» Activity
Check each line of the material for the string "neck", and copy the lines that have it.

··· Stored data ···

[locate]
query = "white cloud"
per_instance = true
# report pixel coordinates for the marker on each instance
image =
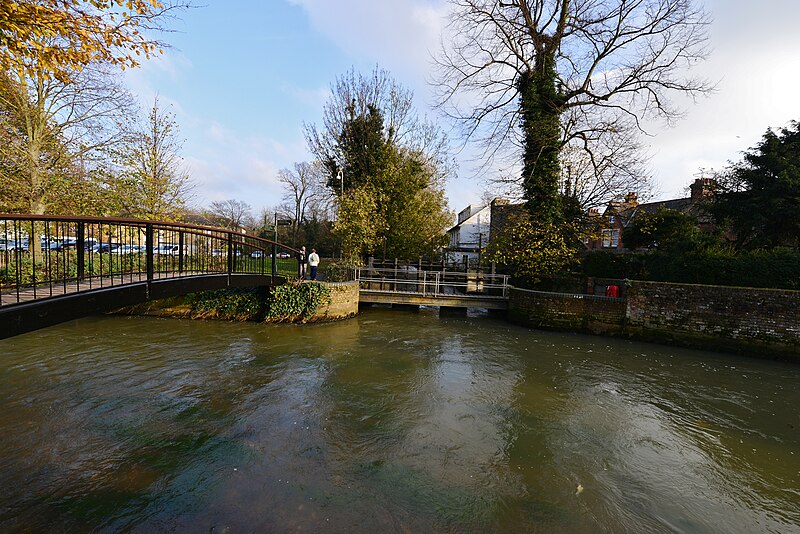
(757, 66)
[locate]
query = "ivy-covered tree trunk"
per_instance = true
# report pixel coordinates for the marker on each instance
(541, 126)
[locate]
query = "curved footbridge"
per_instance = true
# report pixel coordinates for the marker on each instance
(55, 269)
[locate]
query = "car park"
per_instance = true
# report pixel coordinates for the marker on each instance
(105, 248)
(167, 249)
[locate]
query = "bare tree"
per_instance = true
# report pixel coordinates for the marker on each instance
(298, 184)
(56, 125)
(535, 76)
(152, 182)
(355, 95)
(232, 214)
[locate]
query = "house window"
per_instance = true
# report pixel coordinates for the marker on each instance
(610, 238)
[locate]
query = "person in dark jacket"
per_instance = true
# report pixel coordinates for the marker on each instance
(301, 263)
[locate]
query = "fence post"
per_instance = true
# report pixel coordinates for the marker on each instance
(180, 251)
(81, 246)
(230, 257)
(149, 260)
(275, 260)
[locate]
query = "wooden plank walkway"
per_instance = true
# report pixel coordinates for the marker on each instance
(12, 296)
(373, 296)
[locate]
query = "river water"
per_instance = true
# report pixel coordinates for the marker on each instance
(391, 422)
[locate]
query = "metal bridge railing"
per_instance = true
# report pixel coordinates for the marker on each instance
(408, 279)
(45, 256)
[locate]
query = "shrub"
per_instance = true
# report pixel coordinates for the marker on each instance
(297, 301)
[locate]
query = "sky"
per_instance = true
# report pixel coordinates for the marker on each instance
(243, 76)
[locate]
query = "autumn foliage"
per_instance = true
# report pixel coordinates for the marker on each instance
(59, 37)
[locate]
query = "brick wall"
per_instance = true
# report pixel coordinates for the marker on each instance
(582, 313)
(732, 318)
(745, 320)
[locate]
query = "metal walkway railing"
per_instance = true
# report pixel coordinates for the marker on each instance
(49, 256)
(408, 279)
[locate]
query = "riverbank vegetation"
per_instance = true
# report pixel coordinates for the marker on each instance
(291, 302)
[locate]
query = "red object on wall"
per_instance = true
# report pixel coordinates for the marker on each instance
(612, 291)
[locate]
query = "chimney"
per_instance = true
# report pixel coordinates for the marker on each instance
(702, 188)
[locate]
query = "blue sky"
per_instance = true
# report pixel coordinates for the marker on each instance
(243, 76)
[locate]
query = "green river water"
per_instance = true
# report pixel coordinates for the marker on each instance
(391, 422)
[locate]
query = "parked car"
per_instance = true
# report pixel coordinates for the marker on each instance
(18, 243)
(105, 248)
(167, 249)
(129, 249)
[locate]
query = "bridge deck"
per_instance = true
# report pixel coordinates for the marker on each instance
(14, 296)
(372, 296)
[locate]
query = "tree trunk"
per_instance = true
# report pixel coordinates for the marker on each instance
(541, 126)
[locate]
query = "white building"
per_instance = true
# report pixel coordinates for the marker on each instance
(470, 234)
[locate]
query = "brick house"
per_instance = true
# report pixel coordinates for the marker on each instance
(619, 214)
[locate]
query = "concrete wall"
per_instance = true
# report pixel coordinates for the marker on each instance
(344, 302)
(745, 320)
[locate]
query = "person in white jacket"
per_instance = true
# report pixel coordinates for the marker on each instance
(313, 261)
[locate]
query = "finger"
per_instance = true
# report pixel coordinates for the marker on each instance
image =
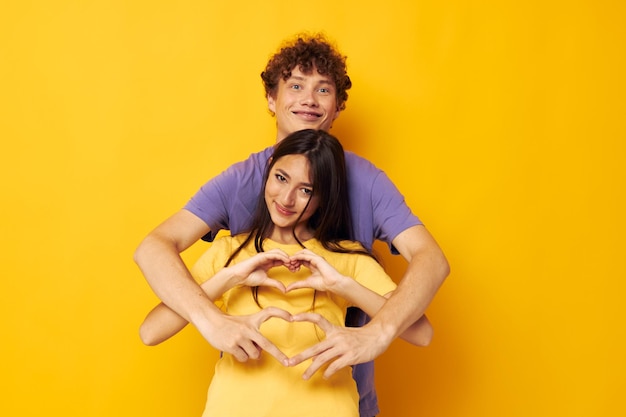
(315, 318)
(270, 348)
(330, 355)
(339, 363)
(298, 285)
(239, 354)
(250, 350)
(309, 353)
(269, 312)
(270, 282)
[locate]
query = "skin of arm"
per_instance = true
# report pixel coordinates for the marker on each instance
(158, 257)
(162, 322)
(425, 273)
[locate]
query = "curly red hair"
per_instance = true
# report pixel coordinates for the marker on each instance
(308, 52)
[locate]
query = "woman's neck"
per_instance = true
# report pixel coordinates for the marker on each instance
(285, 236)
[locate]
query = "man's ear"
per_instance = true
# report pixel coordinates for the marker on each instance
(337, 113)
(271, 103)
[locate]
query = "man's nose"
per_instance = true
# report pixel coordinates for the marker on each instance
(308, 98)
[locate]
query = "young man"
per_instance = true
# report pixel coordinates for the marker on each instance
(306, 85)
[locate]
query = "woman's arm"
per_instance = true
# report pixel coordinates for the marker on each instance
(162, 322)
(324, 277)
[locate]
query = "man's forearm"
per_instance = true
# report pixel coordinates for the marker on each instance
(169, 278)
(425, 273)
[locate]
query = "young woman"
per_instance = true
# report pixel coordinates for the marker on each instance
(294, 275)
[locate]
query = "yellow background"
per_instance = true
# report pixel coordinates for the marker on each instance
(503, 123)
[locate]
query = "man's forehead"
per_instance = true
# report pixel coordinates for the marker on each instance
(298, 74)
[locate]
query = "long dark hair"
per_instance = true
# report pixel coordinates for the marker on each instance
(331, 222)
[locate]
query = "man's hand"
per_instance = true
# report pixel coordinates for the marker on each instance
(343, 346)
(240, 335)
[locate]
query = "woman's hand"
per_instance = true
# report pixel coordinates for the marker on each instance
(253, 271)
(323, 276)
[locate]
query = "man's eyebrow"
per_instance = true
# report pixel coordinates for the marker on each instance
(301, 78)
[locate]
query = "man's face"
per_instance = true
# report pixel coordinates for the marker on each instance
(304, 101)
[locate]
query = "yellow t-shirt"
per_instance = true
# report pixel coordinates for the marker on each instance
(264, 387)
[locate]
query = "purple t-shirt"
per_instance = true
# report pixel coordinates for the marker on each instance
(378, 210)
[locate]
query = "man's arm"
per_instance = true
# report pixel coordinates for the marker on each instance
(158, 257)
(425, 273)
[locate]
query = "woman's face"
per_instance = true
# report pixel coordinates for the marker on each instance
(288, 189)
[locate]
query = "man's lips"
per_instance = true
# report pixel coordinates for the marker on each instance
(307, 114)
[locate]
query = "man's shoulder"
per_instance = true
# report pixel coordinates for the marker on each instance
(256, 159)
(357, 162)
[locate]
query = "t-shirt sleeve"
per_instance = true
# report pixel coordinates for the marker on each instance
(371, 275)
(211, 261)
(228, 200)
(392, 215)
(379, 210)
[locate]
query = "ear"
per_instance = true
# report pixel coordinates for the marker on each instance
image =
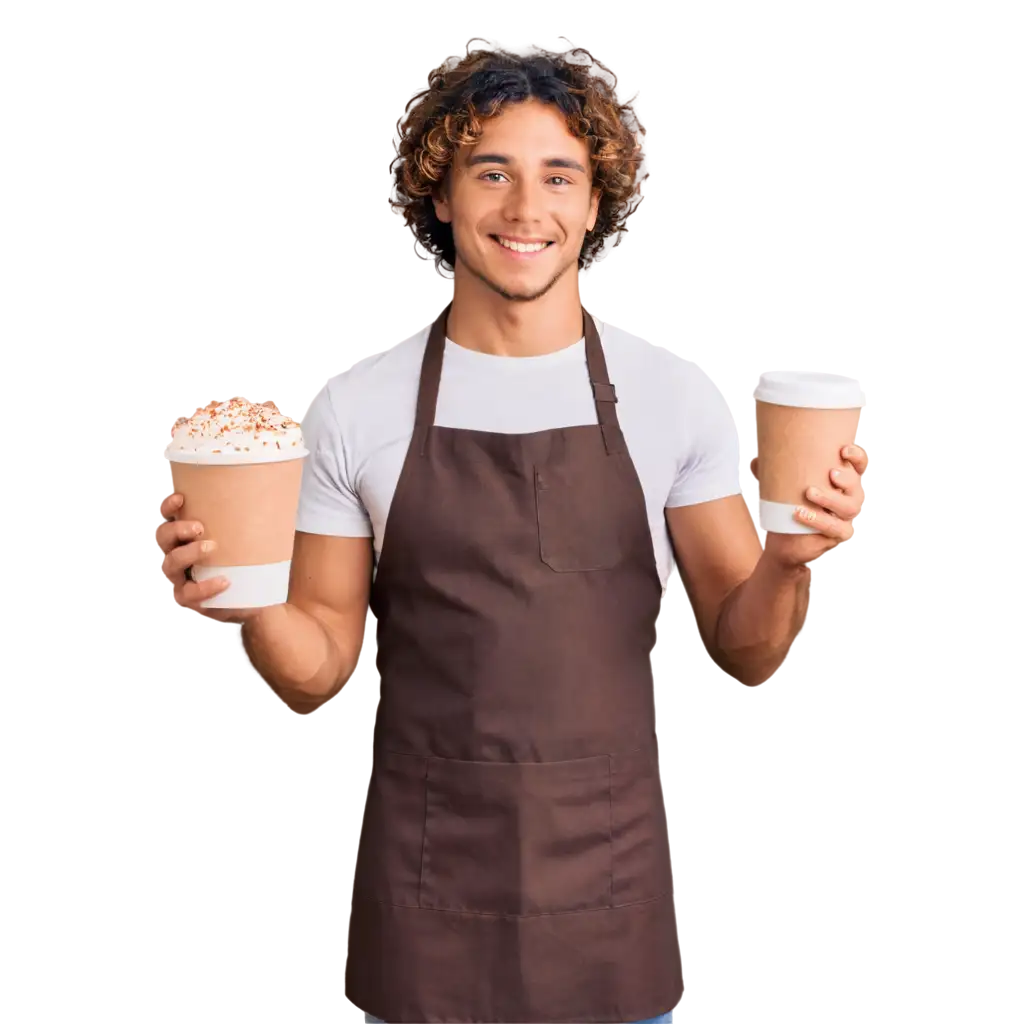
(441, 205)
(595, 203)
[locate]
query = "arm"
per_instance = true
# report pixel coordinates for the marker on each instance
(311, 645)
(749, 605)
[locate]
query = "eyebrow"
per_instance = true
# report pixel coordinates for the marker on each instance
(561, 163)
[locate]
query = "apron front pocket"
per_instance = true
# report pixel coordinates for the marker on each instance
(578, 519)
(517, 839)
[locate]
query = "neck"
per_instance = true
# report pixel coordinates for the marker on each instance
(483, 321)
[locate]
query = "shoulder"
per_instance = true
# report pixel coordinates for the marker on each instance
(663, 366)
(376, 379)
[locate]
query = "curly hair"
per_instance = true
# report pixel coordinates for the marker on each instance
(446, 111)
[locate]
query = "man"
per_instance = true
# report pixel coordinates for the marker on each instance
(507, 489)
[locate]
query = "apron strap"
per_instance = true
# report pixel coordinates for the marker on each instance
(604, 390)
(430, 376)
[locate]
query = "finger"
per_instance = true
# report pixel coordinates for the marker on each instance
(166, 508)
(837, 502)
(178, 559)
(825, 524)
(169, 535)
(847, 480)
(190, 596)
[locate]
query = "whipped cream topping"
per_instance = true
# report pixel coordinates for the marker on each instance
(231, 430)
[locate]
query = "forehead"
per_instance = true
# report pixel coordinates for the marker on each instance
(528, 130)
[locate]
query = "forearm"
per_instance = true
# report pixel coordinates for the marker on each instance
(290, 649)
(760, 619)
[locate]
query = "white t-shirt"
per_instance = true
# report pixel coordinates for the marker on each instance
(679, 430)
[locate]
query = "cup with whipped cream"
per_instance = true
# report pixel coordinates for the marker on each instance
(239, 467)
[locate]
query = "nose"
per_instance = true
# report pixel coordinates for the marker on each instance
(523, 203)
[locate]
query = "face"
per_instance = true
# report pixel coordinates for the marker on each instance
(519, 202)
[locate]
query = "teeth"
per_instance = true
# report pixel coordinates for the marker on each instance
(522, 247)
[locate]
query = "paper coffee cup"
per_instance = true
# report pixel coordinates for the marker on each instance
(247, 496)
(802, 419)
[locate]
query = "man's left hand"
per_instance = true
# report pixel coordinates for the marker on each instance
(832, 514)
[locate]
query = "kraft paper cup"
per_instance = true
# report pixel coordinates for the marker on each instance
(247, 503)
(802, 419)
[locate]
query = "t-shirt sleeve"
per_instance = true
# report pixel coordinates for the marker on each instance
(329, 503)
(710, 444)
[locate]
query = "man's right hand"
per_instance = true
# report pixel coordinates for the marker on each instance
(180, 546)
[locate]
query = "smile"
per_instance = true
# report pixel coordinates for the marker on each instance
(520, 248)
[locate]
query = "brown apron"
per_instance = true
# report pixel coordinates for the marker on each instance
(510, 864)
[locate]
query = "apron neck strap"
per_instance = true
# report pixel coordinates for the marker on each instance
(604, 390)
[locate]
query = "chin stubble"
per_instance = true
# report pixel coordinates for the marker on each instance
(512, 296)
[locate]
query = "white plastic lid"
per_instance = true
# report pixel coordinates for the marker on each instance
(262, 456)
(811, 389)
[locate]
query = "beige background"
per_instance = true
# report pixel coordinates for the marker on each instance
(196, 209)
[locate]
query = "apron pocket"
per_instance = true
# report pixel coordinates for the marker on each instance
(579, 527)
(521, 839)
(639, 868)
(387, 850)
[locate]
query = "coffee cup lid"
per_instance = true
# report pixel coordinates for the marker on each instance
(811, 389)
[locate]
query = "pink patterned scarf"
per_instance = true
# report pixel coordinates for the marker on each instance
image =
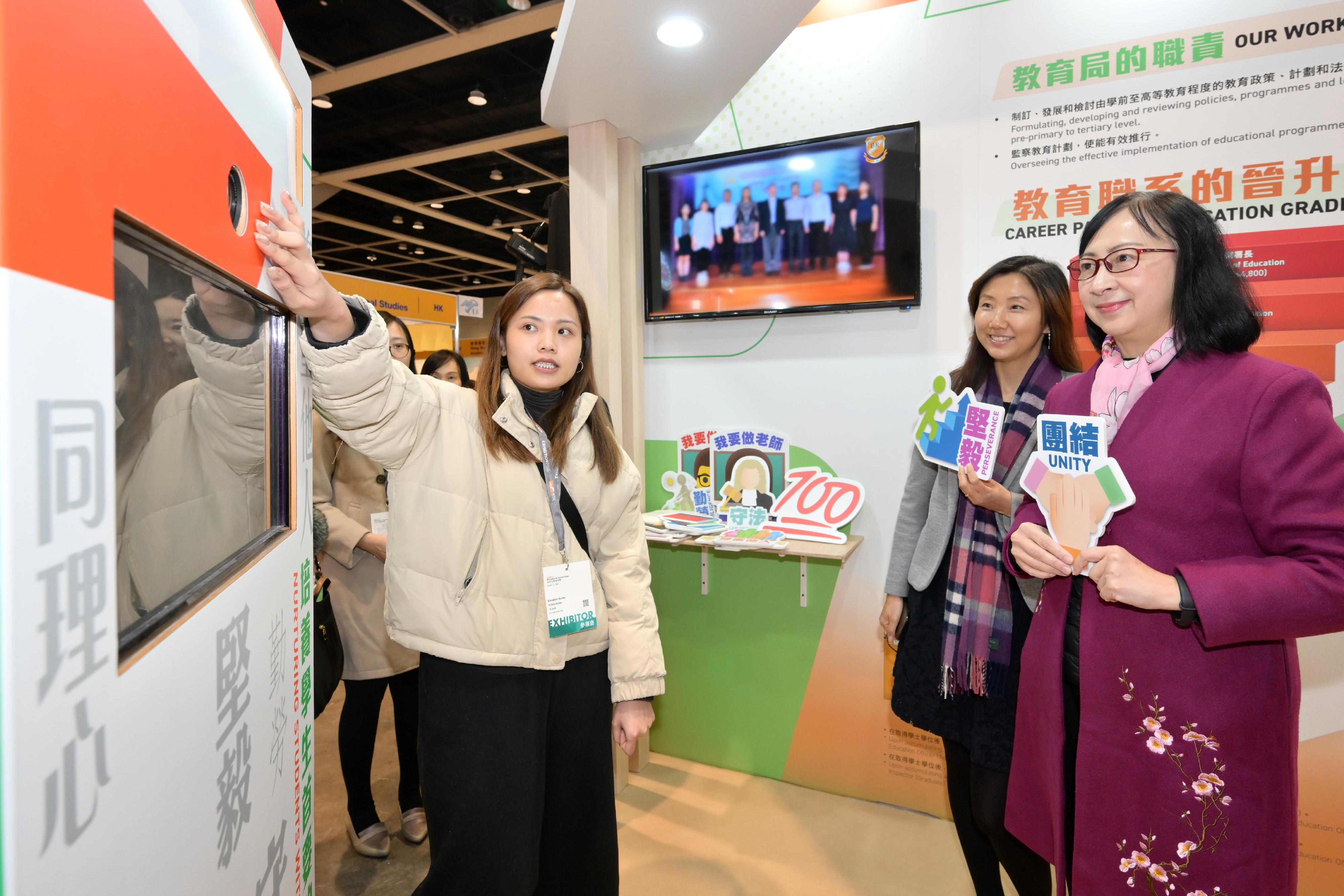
(1120, 383)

···

» Solution
query = "woman's neck"
query = "neck"
query = "apron neck strap"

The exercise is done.